▶ **Extrait**
----------

Une manifestation de l’Association nationale des victimes de l’amiante (Andeva), en octobre 2015 à Paris. / ALAIN JOCARD / AFP

Editorial du « Monde ». Elle a de jolis noms, cette fibre ignifuge, cet « or blanc » qui a enrichi tant d’industriels : chrysotile quand elle est blanche, crocidolite quand elle est bleue. Mais l’amiante est d’abord un poison qui tue. Sa toxicité est connue depuis un siècle. Première cause de décès lié au travail, il a généré un long cortège de victimes.

Se sont ensuivis vingt ans de procédures judiciaires qui, à chaque étape, éloignent toujours un peu plus la perspective d’un procès de l’amiante. Vendredi 15 septembre, la cour d’appel de Paris a ainsi annulé les mises en examen, intervenues entre la fin de 2011 et le début de 2012, pour homicides et blessures involontaires, de neuf décideurs, industriels, scientifiques, hauts fonctionnaires. Ils étaient impliqués dans deux dossiers emblématiques de ce scandale sanitaire, celui du campus parisien de Jussieu et celui des chantiers navals Normed de Dunkerque.

Vingt ans après l’interdiction de l’amiante, en janvier 1997, ces neuf personnes, dont un ancien directeur général de la santé, étaient soupçonnées d’avoir favorisé « l’usage contrôlé » de cette fibre hautement cancérigène, entre 1982 et 1995, afin de retarder au maximum sa prohibition. Les magistrats ont jugé qu’elles ne pouvaient avoir connaissance de la gravité du risque encouru, du moment précis où l’inhalation du poison déclenchait la maladie, et que les hauts fonctionnaires mis en cause n’avaient pas le pouvoir d’ordonner une autre politique. L’Association nationale des victimes de l’amiante (Andeva) a engagé un recours devant la Cour de cassation, qui avait déjà invalidé, en 2015, l’annulation par la cour d’appel de Paris, en juillet 2014, des neuf mis en examen.

« Une sorte d’amnistie anticipée »

De nombreux rapports ont pourtant démontré la dangerosité de l’amiante. La simple inhalation de ses fibres est à l’origine de l’asbestose (fibrose pulmonaire) ou de cancers broncho-pulmonaires. Le cancer de la plèvre, ou mésothéliome, a provoqué la mort, après des années d’horribles souffrances, de nombre d’ouvriers des chantiers navals qui, tandis qu’ils ­soudaient des plaques de sous-marin ou ­floquaient des kilomètres de tuyauterie voyaient flotter cette poussière blanche qui allait les emporter.

----------

▶ **Données d'entrée**

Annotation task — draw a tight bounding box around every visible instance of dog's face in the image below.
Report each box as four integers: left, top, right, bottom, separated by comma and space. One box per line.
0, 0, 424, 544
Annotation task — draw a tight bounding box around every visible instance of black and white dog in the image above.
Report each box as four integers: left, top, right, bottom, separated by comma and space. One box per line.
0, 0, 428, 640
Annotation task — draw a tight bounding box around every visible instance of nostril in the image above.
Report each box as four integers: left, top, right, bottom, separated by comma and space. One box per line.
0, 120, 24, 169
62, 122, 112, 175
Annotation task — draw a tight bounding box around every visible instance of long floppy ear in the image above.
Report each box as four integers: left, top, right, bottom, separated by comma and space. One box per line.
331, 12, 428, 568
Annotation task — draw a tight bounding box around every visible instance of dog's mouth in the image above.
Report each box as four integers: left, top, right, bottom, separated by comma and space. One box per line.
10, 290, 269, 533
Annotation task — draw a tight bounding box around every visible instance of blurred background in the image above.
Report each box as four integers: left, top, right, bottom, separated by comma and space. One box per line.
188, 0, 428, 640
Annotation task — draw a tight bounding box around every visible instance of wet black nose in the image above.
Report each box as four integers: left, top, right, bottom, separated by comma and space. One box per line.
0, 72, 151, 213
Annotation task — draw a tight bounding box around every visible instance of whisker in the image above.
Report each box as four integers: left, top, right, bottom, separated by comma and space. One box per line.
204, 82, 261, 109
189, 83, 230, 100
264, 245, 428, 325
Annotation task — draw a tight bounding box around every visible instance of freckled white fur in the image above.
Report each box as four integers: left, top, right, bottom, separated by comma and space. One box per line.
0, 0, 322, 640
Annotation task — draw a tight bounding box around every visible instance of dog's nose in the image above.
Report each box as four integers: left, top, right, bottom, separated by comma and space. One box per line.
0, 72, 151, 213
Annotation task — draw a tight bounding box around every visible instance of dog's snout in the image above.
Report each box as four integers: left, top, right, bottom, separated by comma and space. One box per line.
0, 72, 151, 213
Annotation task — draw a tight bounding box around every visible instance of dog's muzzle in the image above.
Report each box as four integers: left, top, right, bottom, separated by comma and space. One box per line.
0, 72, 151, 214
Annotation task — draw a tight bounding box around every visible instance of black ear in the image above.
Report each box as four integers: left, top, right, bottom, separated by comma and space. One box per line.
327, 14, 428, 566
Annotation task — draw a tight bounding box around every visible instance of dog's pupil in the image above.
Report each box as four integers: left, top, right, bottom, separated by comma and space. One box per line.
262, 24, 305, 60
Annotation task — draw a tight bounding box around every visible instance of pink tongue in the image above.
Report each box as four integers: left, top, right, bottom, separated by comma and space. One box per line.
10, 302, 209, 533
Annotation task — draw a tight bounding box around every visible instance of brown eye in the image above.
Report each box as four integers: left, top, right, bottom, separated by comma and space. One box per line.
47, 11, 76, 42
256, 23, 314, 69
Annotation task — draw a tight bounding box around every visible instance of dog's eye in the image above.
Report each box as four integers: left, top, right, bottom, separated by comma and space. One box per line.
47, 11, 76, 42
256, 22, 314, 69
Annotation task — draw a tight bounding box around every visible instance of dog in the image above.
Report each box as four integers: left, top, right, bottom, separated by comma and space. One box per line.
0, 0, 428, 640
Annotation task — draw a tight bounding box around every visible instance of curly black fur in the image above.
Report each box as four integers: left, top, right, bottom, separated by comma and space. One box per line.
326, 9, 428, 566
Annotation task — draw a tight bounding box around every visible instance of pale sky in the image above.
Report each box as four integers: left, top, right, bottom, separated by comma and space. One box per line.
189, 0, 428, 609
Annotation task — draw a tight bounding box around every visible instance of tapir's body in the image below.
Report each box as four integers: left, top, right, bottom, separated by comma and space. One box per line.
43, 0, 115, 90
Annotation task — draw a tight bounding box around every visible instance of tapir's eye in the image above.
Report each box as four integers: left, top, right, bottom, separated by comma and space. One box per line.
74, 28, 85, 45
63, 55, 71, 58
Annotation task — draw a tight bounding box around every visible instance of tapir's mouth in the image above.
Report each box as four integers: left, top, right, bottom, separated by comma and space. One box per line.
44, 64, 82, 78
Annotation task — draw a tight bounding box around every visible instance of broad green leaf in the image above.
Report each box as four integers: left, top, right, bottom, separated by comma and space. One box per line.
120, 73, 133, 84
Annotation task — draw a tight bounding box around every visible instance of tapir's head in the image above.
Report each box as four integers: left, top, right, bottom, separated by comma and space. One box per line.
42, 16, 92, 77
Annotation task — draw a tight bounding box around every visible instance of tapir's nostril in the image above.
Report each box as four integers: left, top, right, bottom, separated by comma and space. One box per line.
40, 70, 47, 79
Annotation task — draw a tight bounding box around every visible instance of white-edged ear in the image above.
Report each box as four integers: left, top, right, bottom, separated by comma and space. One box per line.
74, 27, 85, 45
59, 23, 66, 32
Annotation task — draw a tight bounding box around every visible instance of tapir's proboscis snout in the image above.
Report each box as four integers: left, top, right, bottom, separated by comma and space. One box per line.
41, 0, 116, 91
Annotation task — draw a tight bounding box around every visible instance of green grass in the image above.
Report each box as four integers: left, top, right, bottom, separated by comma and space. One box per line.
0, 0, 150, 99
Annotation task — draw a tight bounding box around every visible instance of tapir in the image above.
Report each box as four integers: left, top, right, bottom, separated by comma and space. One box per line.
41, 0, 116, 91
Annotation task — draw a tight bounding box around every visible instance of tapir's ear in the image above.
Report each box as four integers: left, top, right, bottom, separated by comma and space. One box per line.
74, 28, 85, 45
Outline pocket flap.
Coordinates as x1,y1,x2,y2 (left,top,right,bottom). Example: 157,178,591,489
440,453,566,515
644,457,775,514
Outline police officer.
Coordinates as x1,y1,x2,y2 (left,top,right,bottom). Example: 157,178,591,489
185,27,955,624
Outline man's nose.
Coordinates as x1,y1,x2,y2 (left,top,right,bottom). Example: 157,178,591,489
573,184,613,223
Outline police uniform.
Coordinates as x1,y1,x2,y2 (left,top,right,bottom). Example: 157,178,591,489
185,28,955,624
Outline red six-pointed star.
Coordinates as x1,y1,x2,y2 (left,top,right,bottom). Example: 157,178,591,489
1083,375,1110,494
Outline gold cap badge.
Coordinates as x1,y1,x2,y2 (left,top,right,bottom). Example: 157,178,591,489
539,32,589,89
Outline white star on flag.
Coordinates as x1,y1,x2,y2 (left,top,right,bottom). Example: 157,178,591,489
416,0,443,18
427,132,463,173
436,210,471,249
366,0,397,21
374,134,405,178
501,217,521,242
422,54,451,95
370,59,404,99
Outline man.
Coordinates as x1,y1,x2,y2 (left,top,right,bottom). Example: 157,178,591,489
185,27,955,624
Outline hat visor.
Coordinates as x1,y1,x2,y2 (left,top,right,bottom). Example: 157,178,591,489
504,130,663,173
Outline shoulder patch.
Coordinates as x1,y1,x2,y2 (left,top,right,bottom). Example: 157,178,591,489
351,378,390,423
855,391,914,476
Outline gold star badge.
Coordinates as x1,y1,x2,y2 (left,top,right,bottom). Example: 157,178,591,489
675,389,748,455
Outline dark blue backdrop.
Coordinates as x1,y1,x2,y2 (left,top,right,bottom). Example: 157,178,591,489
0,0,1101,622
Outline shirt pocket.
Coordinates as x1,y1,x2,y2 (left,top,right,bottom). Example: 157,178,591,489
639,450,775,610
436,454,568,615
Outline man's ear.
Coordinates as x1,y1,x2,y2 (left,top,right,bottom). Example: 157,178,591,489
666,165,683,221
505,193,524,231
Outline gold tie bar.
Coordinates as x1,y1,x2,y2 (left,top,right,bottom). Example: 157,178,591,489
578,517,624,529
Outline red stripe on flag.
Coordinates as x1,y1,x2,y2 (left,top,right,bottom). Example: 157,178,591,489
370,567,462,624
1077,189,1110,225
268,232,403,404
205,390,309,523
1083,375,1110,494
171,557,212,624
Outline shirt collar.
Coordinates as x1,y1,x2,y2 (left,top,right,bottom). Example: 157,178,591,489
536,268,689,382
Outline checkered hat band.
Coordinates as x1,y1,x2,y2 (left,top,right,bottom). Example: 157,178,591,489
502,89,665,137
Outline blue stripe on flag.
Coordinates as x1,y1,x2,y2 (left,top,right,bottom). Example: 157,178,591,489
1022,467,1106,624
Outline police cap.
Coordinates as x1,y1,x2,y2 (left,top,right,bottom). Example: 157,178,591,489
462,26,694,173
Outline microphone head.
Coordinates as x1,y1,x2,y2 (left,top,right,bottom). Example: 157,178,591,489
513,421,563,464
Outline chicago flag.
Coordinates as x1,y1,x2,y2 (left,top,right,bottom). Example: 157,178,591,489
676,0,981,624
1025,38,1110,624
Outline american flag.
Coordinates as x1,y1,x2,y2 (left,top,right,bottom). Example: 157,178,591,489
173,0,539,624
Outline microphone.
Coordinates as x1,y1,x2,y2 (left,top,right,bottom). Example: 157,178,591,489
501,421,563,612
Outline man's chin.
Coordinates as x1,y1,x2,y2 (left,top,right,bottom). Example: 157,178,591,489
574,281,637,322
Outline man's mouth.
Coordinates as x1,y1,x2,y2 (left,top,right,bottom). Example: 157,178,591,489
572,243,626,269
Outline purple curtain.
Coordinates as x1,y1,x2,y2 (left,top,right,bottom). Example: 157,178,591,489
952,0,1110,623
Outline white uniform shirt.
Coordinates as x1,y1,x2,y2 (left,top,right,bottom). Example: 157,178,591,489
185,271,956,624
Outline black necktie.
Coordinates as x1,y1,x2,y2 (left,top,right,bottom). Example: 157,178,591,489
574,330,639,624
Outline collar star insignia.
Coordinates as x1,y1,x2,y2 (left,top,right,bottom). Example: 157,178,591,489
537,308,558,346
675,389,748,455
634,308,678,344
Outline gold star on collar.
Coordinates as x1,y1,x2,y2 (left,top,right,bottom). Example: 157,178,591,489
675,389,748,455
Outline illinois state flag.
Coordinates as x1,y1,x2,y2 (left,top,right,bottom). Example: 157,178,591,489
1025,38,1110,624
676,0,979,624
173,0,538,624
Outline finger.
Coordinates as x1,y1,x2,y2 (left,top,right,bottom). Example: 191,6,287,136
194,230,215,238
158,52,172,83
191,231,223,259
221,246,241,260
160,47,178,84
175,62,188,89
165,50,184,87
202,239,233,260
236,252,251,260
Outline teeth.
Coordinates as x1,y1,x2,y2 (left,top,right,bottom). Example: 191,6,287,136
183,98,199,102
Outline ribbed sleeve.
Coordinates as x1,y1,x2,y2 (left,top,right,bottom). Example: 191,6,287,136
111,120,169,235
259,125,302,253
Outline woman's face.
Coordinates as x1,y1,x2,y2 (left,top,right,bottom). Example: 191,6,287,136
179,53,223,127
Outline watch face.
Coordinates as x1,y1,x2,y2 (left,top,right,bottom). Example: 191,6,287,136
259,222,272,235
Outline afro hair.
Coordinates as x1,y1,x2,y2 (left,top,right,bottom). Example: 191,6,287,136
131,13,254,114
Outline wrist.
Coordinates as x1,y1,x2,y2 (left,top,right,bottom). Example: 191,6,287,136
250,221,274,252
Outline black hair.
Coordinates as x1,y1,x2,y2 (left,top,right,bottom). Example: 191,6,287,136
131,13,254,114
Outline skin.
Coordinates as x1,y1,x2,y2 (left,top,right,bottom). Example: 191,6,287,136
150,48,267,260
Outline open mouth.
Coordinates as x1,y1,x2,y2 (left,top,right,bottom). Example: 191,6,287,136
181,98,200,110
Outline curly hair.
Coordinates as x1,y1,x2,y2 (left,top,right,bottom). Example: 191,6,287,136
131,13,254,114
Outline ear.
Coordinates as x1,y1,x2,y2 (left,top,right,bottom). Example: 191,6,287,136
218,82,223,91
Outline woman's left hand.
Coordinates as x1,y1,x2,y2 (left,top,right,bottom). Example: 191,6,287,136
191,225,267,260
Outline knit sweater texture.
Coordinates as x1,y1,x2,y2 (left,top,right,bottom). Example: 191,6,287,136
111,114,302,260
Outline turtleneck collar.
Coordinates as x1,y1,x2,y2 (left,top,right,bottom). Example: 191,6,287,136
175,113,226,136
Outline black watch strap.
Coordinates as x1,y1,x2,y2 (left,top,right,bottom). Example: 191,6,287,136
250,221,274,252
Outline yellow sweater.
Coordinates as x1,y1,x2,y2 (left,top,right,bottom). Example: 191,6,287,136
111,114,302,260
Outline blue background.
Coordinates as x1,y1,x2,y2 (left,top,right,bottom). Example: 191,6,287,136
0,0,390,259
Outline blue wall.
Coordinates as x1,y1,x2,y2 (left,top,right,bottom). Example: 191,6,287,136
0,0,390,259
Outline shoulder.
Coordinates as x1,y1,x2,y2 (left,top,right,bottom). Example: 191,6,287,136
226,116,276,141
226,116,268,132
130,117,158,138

----------

▶ **Consigne de travail**
Reproduisez mot pour mot, dans l'éditorial sur l'amiante, tout le passage allant de « Se sont ensuivis » jusqu'à « Normed de Dunkerque. ».

▶ **Réponse attendue**
Se sont ensuivis vingt ans de procédures judiciaires qui, à chaque étape, éloignent toujours un peu plus la perspective d’un procès de l’amiante. Vendredi 15 septembre, la cour d’appel de Paris a ainsi annulé les mises en examen, intervenues entre la fin de 2011 et le début de 2012, pour homicides et blessures involontaires, de neuf décideurs, industriels, scientifiques, hauts fonctionnaires. Ils étaient impliqués dans deux dossiers emblématiques de ce scandale sanitaire, celui du campus parisien de Jussieu et celui des chantiers navals Normed de Dunkerque.